───── Material for this task

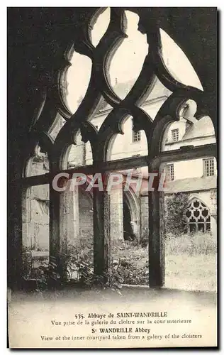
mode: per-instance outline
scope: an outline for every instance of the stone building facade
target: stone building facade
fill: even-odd
[[[123,97],[133,84],[132,82],[118,84],[116,92],[119,94],[121,91],[121,97]],[[154,119],[160,106],[170,94],[171,92],[157,80],[150,97],[145,100],[142,109]],[[196,109],[194,102],[191,100],[184,105],[179,112],[179,121],[171,124],[164,132],[162,142],[163,151],[175,151],[182,149],[182,147],[186,148],[189,146],[197,146],[215,142],[211,119],[203,117],[197,121],[194,118]],[[100,129],[111,111],[111,107],[105,102],[102,102],[99,112],[91,120],[96,129]],[[62,125],[62,121],[59,119],[51,134],[56,136]],[[123,134],[118,134],[112,139],[108,151],[108,160],[147,155],[145,133],[143,131],[134,132],[132,117],[123,122]],[[84,143],[79,133],[76,137],[76,145],[69,148],[68,168],[92,163],[89,142]],[[37,149],[36,156],[33,158],[29,166],[30,175],[44,174],[48,171],[47,157],[41,153],[40,148]],[[161,165],[160,173],[164,169],[167,176],[165,196],[181,192],[188,195],[189,205],[196,200],[202,202],[210,216],[210,226],[208,230],[215,233],[215,159],[208,155],[206,159],[171,162]],[[149,172],[147,167],[142,167],[132,170],[131,173],[132,180],[135,180],[137,182],[140,175],[145,177]],[[125,178],[128,171],[123,170],[119,173]],[[89,180],[91,178],[91,176],[88,177]],[[145,178],[143,181],[144,179],[145,180]],[[135,182],[133,185],[135,185]],[[79,238],[86,238],[93,235],[93,197],[91,192],[86,192],[85,190],[86,185],[76,187],[73,192],[65,192],[61,197],[63,199],[62,213],[66,216],[64,217],[62,227],[62,234],[66,234],[71,242]],[[49,188],[45,185],[33,187],[27,192],[24,198],[23,240],[26,241],[25,244],[34,251],[42,252],[45,255],[49,251],[48,200]],[[148,234],[148,197],[143,189],[141,188],[138,192],[136,192],[135,188],[123,191],[121,185],[120,188],[111,190],[110,232],[112,240],[144,239]]]

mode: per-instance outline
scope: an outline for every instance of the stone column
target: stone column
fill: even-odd
[[[149,165],[149,173],[159,172],[159,161]],[[164,192],[149,191],[149,284],[163,286],[164,283]]]
[[[111,265],[110,195],[94,188],[94,274],[106,282]]]
[[[72,244],[79,236],[79,188],[60,194],[60,238]]]

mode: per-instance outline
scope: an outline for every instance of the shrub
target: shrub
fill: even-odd
[[[179,236],[183,233],[186,222],[184,211],[188,206],[188,196],[177,192],[167,197],[165,202],[166,234]]]
[[[176,235],[168,234],[165,241],[167,255],[215,254],[216,253],[216,237],[211,233],[197,232],[182,234],[179,238]]]

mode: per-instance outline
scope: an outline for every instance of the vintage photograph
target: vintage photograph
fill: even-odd
[[[217,9],[7,13],[9,347],[217,346]]]

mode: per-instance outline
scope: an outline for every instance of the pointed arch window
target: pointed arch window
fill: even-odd
[[[209,209],[200,200],[193,200],[185,212],[188,232],[211,231]]]

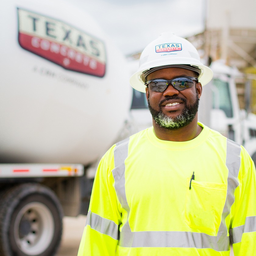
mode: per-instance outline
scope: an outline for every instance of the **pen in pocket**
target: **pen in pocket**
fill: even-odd
[[[193,174],[192,174],[192,176],[191,176],[191,179],[190,179],[190,182],[189,183],[189,189],[191,189],[191,182],[192,181],[192,180],[194,180],[195,176],[194,175],[194,172],[193,172]]]

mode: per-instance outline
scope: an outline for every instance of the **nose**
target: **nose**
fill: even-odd
[[[163,95],[165,97],[173,96],[174,95],[178,95],[180,92],[177,89],[176,89],[171,84],[169,84],[164,91]]]

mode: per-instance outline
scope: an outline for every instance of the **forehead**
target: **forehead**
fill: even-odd
[[[156,78],[164,78],[167,80],[170,80],[175,77],[183,76],[194,76],[194,74],[193,71],[185,69],[167,68],[152,72],[147,77],[147,80],[148,81]]]

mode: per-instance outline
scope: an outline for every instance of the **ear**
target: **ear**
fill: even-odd
[[[196,85],[196,90],[197,90],[198,92],[198,97],[200,98],[201,97],[201,95],[202,95],[202,85],[201,83],[197,83]]]
[[[146,98],[147,98],[147,101],[148,99],[148,97],[149,97],[149,92],[148,91],[148,87],[146,87]]]

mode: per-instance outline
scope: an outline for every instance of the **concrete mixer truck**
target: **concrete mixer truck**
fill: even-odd
[[[72,4],[9,0],[0,14],[0,255],[53,256],[63,215],[87,213],[87,167],[127,119],[129,74]]]

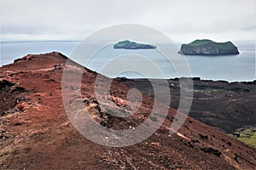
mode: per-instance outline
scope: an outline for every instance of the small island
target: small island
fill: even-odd
[[[113,48],[123,48],[123,49],[151,49],[156,48],[154,45],[137,43],[135,42],[130,42],[129,40],[119,42],[113,45]]]
[[[237,48],[231,42],[216,42],[212,40],[195,40],[182,44],[178,54],[187,55],[233,55],[239,54]]]

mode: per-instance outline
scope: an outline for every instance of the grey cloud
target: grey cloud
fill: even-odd
[[[254,20],[254,0],[0,1],[3,37],[28,35],[32,38],[44,34],[82,37],[125,23],[152,26],[166,34],[221,36],[244,31],[248,35],[255,31]]]

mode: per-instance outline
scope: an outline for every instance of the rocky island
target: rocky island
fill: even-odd
[[[212,40],[195,40],[182,44],[178,54],[187,55],[233,55],[239,54],[237,48],[231,42],[216,42]]]
[[[124,48],[124,49],[151,49],[156,48],[154,45],[137,43],[135,42],[130,42],[129,40],[119,42],[113,45],[113,48]]]

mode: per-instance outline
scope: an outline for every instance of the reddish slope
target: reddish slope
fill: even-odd
[[[1,168],[255,168],[254,148],[193,118],[189,117],[178,133],[170,136],[168,127],[175,114],[172,108],[156,133],[137,144],[111,148],[85,139],[71,124],[61,100],[61,82],[66,60],[58,53],[27,55],[0,68],[1,82],[4,79],[15,83],[0,88],[9,102],[17,99],[18,94],[11,93],[14,87],[26,89],[18,93],[19,99],[15,105],[7,105],[3,99],[0,101],[1,114],[4,115],[0,118]],[[96,73],[85,71],[82,88],[88,101],[85,105],[90,105],[95,95]],[[112,85],[112,94],[117,97],[125,99],[128,90],[119,82]],[[143,96],[139,111],[148,113],[153,104],[150,98]],[[91,110],[91,112],[96,111],[96,109]],[[129,123],[137,125],[141,121],[137,118],[133,116],[125,121],[108,117],[107,126],[119,128]]]

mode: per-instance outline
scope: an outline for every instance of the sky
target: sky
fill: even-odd
[[[256,0],[0,0],[1,41],[82,40],[120,24],[174,42],[255,41]]]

──────────

**Task objective:** Quote every line word for word and keep the images out of the copy.

**Output of the exercise:**
mode: per-instance outline
scope: an outline for every instance of the stone building facade
target: stone building facade
fill: even-odd
[[[123,97],[133,84],[132,82],[118,84],[116,92],[119,94],[121,91],[121,97]],[[154,119],[160,106],[170,94],[171,92],[157,80],[150,97],[145,100],[142,109]],[[196,109],[194,102],[191,100],[184,105],[179,112],[179,121],[171,124],[164,132],[162,142],[163,151],[175,151],[182,149],[182,147],[186,148],[189,146],[197,146],[215,142],[211,119],[203,117],[197,121],[194,118]],[[100,129],[111,111],[111,107],[105,102],[102,102],[99,112],[91,120],[96,129]],[[62,125],[62,121],[59,119],[51,134],[56,136]],[[123,134],[118,134],[112,139],[108,151],[108,160],[147,155],[145,133],[143,131],[134,132],[132,117],[123,122]],[[84,143],[79,133],[76,137],[76,145],[69,148],[68,168],[92,163],[89,142]],[[37,149],[36,156],[33,158],[29,166],[30,175],[44,174],[48,171],[47,157],[41,153],[40,148]],[[161,165],[160,173],[164,169],[167,176],[165,196],[181,192],[188,195],[189,205],[196,200],[202,202],[210,216],[210,226],[208,230],[215,233],[215,159],[208,155],[206,159],[171,162]],[[149,172],[147,167],[142,167],[132,170],[131,173],[132,180],[135,180],[137,182],[140,175],[145,177]],[[125,178],[128,171],[123,170],[119,173]],[[89,180],[91,178],[91,176],[88,177]],[[145,178],[143,181],[144,179],[145,180]],[[135,182],[133,185],[135,185]],[[79,238],[86,238],[93,235],[93,197],[91,192],[86,192],[85,190],[86,185],[76,187],[73,192],[65,192],[61,197],[63,199],[62,213],[66,216],[64,217],[62,227],[62,234],[66,234],[71,242]],[[49,188],[45,185],[33,187],[27,192],[24,198],[23,240],[26,241],[25,244],[34,251],[42,252],[45,255],[49,251],[48,200]],[[148,234],[148,197],[143,189],[141,188],[138,192],[136,192],[135,188],[123,191],[121,185],[120,188],[111,190],[110,232],[112,240],[144,239]]]

mode: per-instance outline
scope: an outline for every instance of the stone column
target: stone column
fill: even-odd
[[[149,165],[149,173],[159,172],[159,161]],[[164,192],[149,191],[149,284],[163,286],[164,283]]]
[[[111,265],[110,195],[94,188],[94,274],[106,282]]]
[[[72,244],[79,236],[79,188],[60,194],[60,238]]]

mode: per-instance outline
scope: an outline for every instance of the shrub
target: shrub
fill: even-odd
[[[179,236],[183,233],[186,222],[184,211],[188,206],[188,196],[177,192],[167,197],[165,202],[166,234]]]
[[[176,235],[168,234],[165,241],[167,255],[215,254],[216,253],[216,237],[211,233],[197,232],[182,234],[179,238]]]

mode: per-instance outline
scope: an outline for every instance of the vintage photograph
target: vintage photograph
fill: even-odd
[[[217,9],[7,13],[9,347],[217,346]]]

mode: per-instance outline
scope: an outline for every instance of the pointed arch window
target: pointed arch window
fill: even-odd
[[[209,209],[200,200],[193,200],[185,212],[188,232],[211,231]]]

mode: per-instance outline
scope: an outline for every instance of the **pen in pocket**
target: **pen in pocket**
fill: even-odd
[[[193,174],[192,174],[192,176],[191,176],[191,179],[190,179],[190,182],[189,183],[189,189],[191,189],[191,182],[192,181],[192,180],[194,180],[195,176],[194,175],[194,172],[193,172]]]

mode: per-instance outline
scope: an outline for every instance of the **nose**
target: **nose**
fill: even-odd
[[[163,95],[165,97],[173,96],[174,95],[178,95],[180,92],[177,89],[176,89],[171,84],[169,84],[164,91]]]

mode: per-instance outline
scope: an outline for every instance of the **forehead**
target: **forehead**
fill: even-odd
[[[156,78],[164,78],[167,80],[170,80],[175,77],[183,76],[194,76],[194,74],[193,71],[185,69],[167,68],[152,72],[147,77],[147,80],[148,81]]]

mode: per-instance outline
scope: an outline for every instance of the **ear**
target: **ear**
fill: even-odd
[[[196,85],[196,90],[197,90],[198,92],[198,97],[200,98],[201,97],[201,95],[202,95],[202,85],[201,83],[197,83]]]
[[[146,98],[147,98],[147,101],[148,99],[148,97],[149,97],[149,92],[148,91],[148,87],[146,87]]]

mode: per-instance outline
scope: an outline for every instance of the **concrete mixer truck**
target: **concrete mixer truck**
fill: even-odd
[[[72,4],[9,0],[0,14],[0,255],[53,256],[63,215],[87,213],[87,167],[127,119],[129,74]]]

mode: per-instance outline
scope: an outline for every instance of the small island
target: small island
fill: even-odd
[[[113,48],[123,48],[123,49],[151,49],[156,48],[154,45],[137,43],[135,42],[130,42],[129,40],[119,42],[113,45]]]
[[[237,48],[231,42],[216,42],[212,40],[195,40],[182,44],[178,54],[187,55],[233,55],[239,54]]]

mode: per-instance outline
scope: an outline for every instance of the grey cloud
target: grey cloud
fill: even-odd
[[[254,20],[254,0],[0,1],[3,37],[28,35],[32,38],[44,34],[82,37],[125,23],[152,26],[166,34],[221,36],[244,31],[248,35],[255,31]]]

mode: per-instance outline
scope: an outline for every instance of the rocky island
target: rocky island
fill: even-odd
[[[212,40],[195,40],[182,44],[178,54],[187,55],[233,55],[239,54],[237,48],[231,42],[216,42]]]
[[[124,48],[124,49],[151,49],[156,48],[154,45],[137,43],[135,42],[130,42],[129,40],[119,42],[113,45],[113,48]]]

mode: per-instance outline
scope: an outline for every instance of the reddish slope
target: reddish slope
fill: even-odd
[[[1,168],[255,168],[254,148],[193,118],[189,117],[178,133],[170,136],[168,127],[175,114],[172,108],[156,133],[137,144],[111,148],[85,139],[71,124],[61,100],[61,82],[66,60],[58,53],[27,55],[0,68],[1,82],[4,79],[15,83],[0,88],[9,102],[17,99],[18,94],[11,93],[14,87],[26,89],[18,93],[19,99],[15,105],[7,105],[3,99],[0,101],[1,114],[4,115],[0,118]],[[96,73],[85,71],[82,88],[88,101],[85,105],[90,105],[95,95]],[[112,85],[112,94],[117,97],[125,99],[128,90],[119,82]],[[143,96],[139,111],[148,113],[153,104],[150,98]],[[91,110],[91,112],[96,111],[96,109]],[[129,123],[137,125],[141,121],[137,118],[133,116],[125,121],[108,117],[107,126],[119,128]]]

mode: per-instance outline
scope: an outline for every instance of the sky
target: sky
fill: even-odd
[[[256,0],[0,0],[1,41],[82,40],[120,24],[174,42],[255,41]]]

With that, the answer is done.